#### WORK INSTRUCTIONS:
What is needed here is an exact printout of the data, with no pictures included.

Stored records
__________

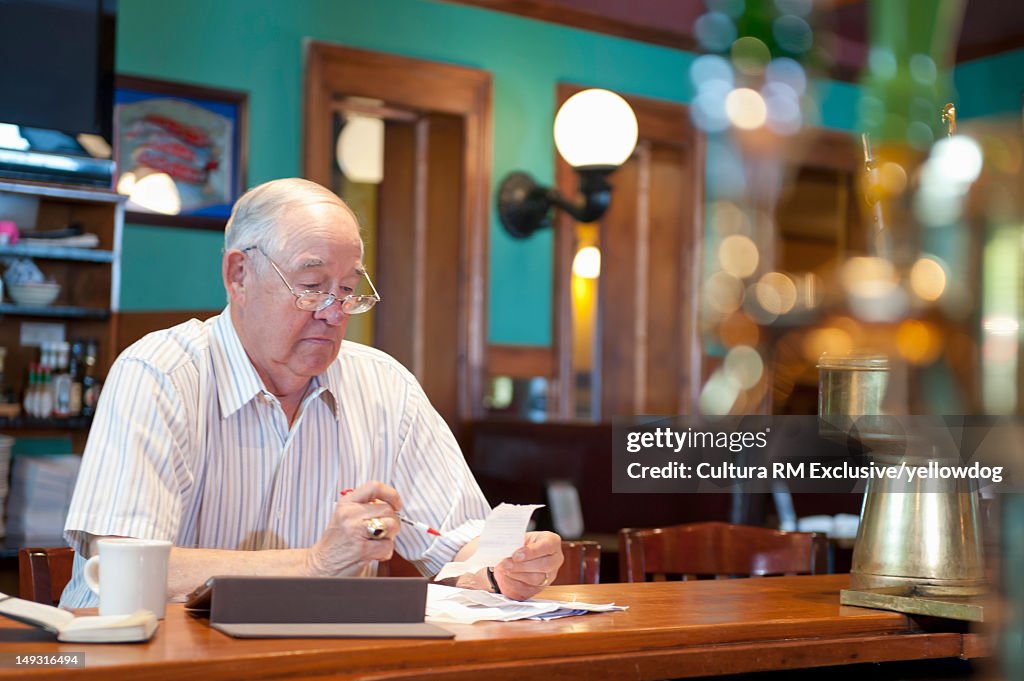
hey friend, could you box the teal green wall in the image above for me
[816,80,862,132]
[120,225,225,309]
[954,48,1024,119]
[115,0,1004,346]
[117,0,698,345]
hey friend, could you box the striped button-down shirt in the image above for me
[61,307,489,608]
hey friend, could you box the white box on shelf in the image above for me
[5,453,81,540]
[19,321,66,347]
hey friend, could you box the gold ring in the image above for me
[365,518,387,539]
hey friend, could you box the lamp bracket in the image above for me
[497,171,552,239]
[497,166,616,239]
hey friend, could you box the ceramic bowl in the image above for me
[8,281,60,306]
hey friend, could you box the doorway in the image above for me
[303,43,492,435]
[553,85,706,420]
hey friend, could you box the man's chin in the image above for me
[294,340,340,373]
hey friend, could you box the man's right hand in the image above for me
[306,481,402,576]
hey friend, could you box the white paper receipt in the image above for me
[435,503,543,581]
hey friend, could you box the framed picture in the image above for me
[114,75,248,231]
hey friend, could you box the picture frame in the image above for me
[114,75,248,231]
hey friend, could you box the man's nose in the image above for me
[313,298,347,325]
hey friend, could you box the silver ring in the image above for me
[365,518,387,539]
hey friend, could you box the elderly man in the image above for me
[60,178,562,608]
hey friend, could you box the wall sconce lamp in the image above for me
[336,115,385,184]
[497,88,638,239]
[572,245,602,279]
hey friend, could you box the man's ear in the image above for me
[223,249,249,303]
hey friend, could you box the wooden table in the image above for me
[0,574,984,680]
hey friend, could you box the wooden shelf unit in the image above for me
[0,243,116,263]
[0,180,123,447]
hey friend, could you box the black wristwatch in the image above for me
[486,567,502,594]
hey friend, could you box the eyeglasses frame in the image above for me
[242,246,380,314]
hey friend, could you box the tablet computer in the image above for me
[185,576,453,639]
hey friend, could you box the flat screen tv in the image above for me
[0,0,117,186]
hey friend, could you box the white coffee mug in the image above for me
[83,538,172,618]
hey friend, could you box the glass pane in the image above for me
[570,222,600,419]
[482,375,549,421]
[331,111,381,347]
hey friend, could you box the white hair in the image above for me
[224,178,362,264]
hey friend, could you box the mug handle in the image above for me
[83,555,101,595]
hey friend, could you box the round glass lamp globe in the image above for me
[553,89,638,168]
[572,245,602,279]
[336,116,385,184]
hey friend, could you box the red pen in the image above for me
[340,489,442,537]
[396,513,442,537]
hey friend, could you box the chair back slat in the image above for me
[554,540,600,585]
[18,547,74,605]
[618,522,828,582]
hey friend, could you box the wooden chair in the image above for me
[18,547,75,605]
[618,522,829,582]
[554,540,600,585]
[381,539,602,585]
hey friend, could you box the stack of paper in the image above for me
[19,233,100,248]
[436,503,542,581]
[425,584,626,624]
[0,435,12,537]
[428,502,626,624]
[5,454,81,540]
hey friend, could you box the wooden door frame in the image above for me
[303,42,492,422]
[552,84,705,419]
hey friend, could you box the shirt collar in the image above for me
[317,358,342,418]
[209,306,341,420]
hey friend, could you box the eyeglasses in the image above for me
[243,246,380,315]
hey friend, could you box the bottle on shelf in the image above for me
[81,339,101,417]
[23,364,37,417]
[39,368,53,418]
[68,340,83,417]
[41,342,57,372]
[0,346,7,403]
[23,362,53,419]
[53,341,72,418]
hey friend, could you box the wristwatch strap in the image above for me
[486,567,502,595]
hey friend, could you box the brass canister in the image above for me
[817,353,889,418]
[817,353,986,595]
[817,354,900,456]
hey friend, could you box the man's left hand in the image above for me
[492,531,564,601]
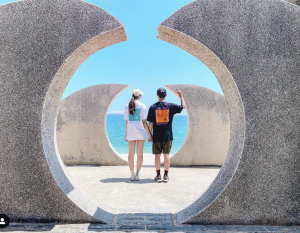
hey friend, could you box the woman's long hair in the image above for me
[129,94,139,115]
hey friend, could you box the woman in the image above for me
[124,89,152,181]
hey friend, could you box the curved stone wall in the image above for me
[0,0,127,223]
[56,84,128,165]
[158,0,300,225]
[165,84,230,166]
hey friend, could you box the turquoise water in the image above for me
[106,114,187,154]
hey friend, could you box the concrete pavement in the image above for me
[65,162,220,213]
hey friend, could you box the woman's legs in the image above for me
[128,140,136,179]
[136,140,145,170]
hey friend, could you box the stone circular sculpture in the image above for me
[158,0,300,225]
[56,84,128,165]
[165,84,230,166]
[1,0,300,226]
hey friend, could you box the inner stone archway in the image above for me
[56,84,128,165]
[56,83,230,167]
[55,82,229,214]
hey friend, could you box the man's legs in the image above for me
[162,141,172,182]
[163,153,170,182]
[154,154,162,182]
[153,142,162,182]
[153,141,171,182]
[163,154,170,171]
[155,154,161,171]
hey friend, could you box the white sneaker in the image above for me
[135,175,139,181]
[130,175,135,181]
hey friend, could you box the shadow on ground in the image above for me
[100,178,154,183]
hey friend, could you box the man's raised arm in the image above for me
[176,89,186,109]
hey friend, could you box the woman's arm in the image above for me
[125,120,128,141]
[142,120,152,142]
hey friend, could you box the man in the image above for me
[147,87,186,182]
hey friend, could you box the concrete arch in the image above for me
[42,22,127,224]
[0,0,127,223]
[158,25,245,224]
[165,84,230,166]
[56,84,128,165]
[158,0,300,225]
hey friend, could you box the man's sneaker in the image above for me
[130,175,135,181]
[163,175,169,183]
[154,175,162,183]
[135,175,139,181]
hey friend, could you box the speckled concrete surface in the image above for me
[65,165,220,213]
[158,0,300,225]
[56,84,128,165]
[0,0,126,223]
[165,85,230,166]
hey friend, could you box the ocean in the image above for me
[106,114,187,154]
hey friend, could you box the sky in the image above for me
[0,0,223,116]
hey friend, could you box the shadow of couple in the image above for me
[100,178,155,184]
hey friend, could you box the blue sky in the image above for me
[0,0,223,115]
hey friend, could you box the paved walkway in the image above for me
[5,157,297,232]
[65,163,220,213]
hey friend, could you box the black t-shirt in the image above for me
[147,102,183,142]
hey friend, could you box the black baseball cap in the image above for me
[157,87,167,97]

__________

#### RESULT FOR THIS TASK:
hey friend, could you box the teal green wall in the image above for me
[816,80,862,132]
[120,225,225,309]
[954,48,1024,119]
[115,0,1004,346]
[117,0,698,345]
hey friend, could you box the striped button-down shirt in the image above for me
[61,307,489,608]
hey friend, could you box the white box on shelf in the image above for me
[5,453,81,540]
[19,321,66,347]
hey friend, could you box the gold ring in the image above for me
[365,518,387,539]
hey friend, could you box the lamp bracket in the image above for me
[497,171,552,239]
[497,166,616,239]
hey friend, could you box the ceramic bowl in the image above for me
[8,281,60,306]
hey friend, could you box the doorway in the image above for me
[303,43,492,435]
[553,85,706,420]
hey friend, could you box the man's chin in the image above for me
[294,340,340,373]
hey friend, could you box the man's right hand in the image above for me
[306,481,402,576]
hey friend, could you box the white paper receipt in the image above for me
[435,503,543,581]
hey friend, could you box the framed picture in the image above for me
[114,75,248,231]
hey friend, could you box the picture frame in the image above for me
[114,75,248,231]
hey friend, could you box the man's nose in the image above for me
[313,298,347,325]
hey friend, could you box the silver ring in the image above for me
[365,518,387,539]
hey friend, could you box the elderly man in the image above for me
[60,178,562,608]
hey friend, could you box the wall sconce lamp in the image above for me
[336,115,385,184]
[497,88,638,239]
[572,245,602,279]
hey friend, could you box the man's ear in the image above for me
[223,249,249,303]
hey friend, could you box the wooden table in the image above for me
[0,574,984,680]
hey friend, could you box the wooden shelf unit in the image above for me
[0,243,116,263]
[0,180,123,447]
hey friend, could you box the black wristwatch in the image above for me
[486,567,502,594]
hey friend, could you box the eyeglasses frame in the image above for me
[242,246,380,314]
hey friend, could you box the tablet computer in the image above for me
[185,576,453,639]
hey friend, could you box the flat screen tv in the image above for me
[0,0,117,186]
hey friend, could you box the white coffee mug in the image above for me
[83,538,172,618]
hey friend, could you box the glass pane in the image above for me
[570,222,600,419]
[482,375,549,421]
[331,111,381,347]
hey friend, could you box the white hair in the image above for me
[224,178,362,264]
hey friend, could you box the mug handle in the image above for me
[83,555,101,595]
hey friend, could you box the round glass lamp globe in the image above for me
[553,89,638,168]
[572,245,602,279]
[336,116,385,184]
hey friend, could you box the red pen in the image above for me
[340,489,442,537]
[396,513,442,537]
hey friend, could you box the chair back slat in the image above for me
[554,540,600,585]
[18,547,74,605]
[618,522,828,582]
hey friend, could you box the wooden chair in the image above for me
[18,547,75,605]
[618,522,829,582]
[554,540,600,585]
[381,539,602,585]
hey friend, could you box the stack of paper in the image above for me
[19,233,100,248]
[436,503,542,581]
[425,584,626,624]
[0,435,12,537]
[428,502,626,624]
[5,454,81,540]
hey friend, could you box the wooden door frame in the image above for me
[303,42,492,422]
[552,84,705,419]
hey friend, could you box the shirt collar in the image above for me
[317,358,342,418]
[209,306,341,420]
hey friend, could you box the eyeglasses in the image above for me
[243,246,380,315]
hey friend, could you box the bottle on shelf in the image above for me
[81,339,101,417]
[23,364,37,417]
[39,368,53,418]
[68,340,83,417]
[41,342,57,372]
[0,346,7,403]
[23,362,53,419]
[53,341,72,418]
hey friend, could you box the wristwatch strap in the image above for me
[486,567,502,595]
hey friend, could you box the brass canister in the image above for me
[817,353,889,418]
[817,353,986,595]
[817,354,900,456]
hey friend, could you box the man's left hand in the image above for me
[492,531,564,601]
hey friend, could you box the woman's long hair in the image above for me
[129,94,139,115]
hey friend, could you box the woman in the image above for me
[124,89,152,181]
hey friend, could you box the curved stone wall in the image above for me
[0,0,127,223]
[56,84,128,165]
[158,0,300,225]
[165,84,230,166]
hey friend, could you box the turquoise water in the image above for me
[106,114,187,154]
hey friend, could you box the concrete pavement in the image above for me
[65,162,220,213]
hey friend, could you box the woman's legs in the image above for me
[128,140,136,179]
[136,140,145,170]
hey friend, could you box the stone circular sculpture in the image above for me
[158,0,300,225]
[56,84,128,165]
[165,84,230,166]
[1,0,300,226]
hey friend, could you box the inner stone archway in the image above for me
[56,84,128,165]
[56,83,230,167]
[55,82,229,214]
hey friend, could you box the man's legs in the image above for me
[162,141,172,182]
[163,153,170,182]
[154,154,162,182]
[153,142,162,182]
[153,141,171,182]
[163,154,170,171]
[155,154,161,171]
hey friend, could you box the white sneaker in the image above for me
[135,175,139,181]
[130,175,135,181]
hey friend, could you box the shadow on ground in the image above for me
[100,178,154,183]
hey friend, could you box the man's raised arm in the image above for me
[176,89,186,109]
hey friend, could you box the woman's arm in the image above for me
[125,120,128,141]
[142,120,152,142]
hey friend, could you box the man in the image above for me
[147,87,186,182]
hey friend, could you box the concrete arch in the image above for me
[42,22,127,224]
[0,0,127,223]
[158,25,245,224]
[165,84,230,166]
[56,84,128,165]
[158,0,300,225]
hey friend, could you box the man's sneaker in the image above for me
[130,175,135,181]
[163,175,169,183]
[154,175,162,183]
[135,175,139,181]
hey friend, could you box the speckled concrete surface in the image above for me
[65,165,220,213]
[158,0,300,225]
[56,84,128,165]
[0,0,126,223]
[165,85,230,166]
hey friend, could you box the ocean in the image above for me
[106,114,187,154]
hey friend, could you box the sky in the image above for me
[0,0,223,116]
hey friend, could you box the shadow of couple in the image above for me
[100,178,155,184]
hey friend, could you box the blue sky in the image above for me
[0,0,223,115]
hey friend, could you box the paved walkway in the image above for me
[5,157,297,232]
[65,163,220,213]
hey friend, could you box the black t-shirt in the image above for me
[147,102,183,142]
hey friend, could you box the black baseball cap in the image above for me
[157,87,167,97]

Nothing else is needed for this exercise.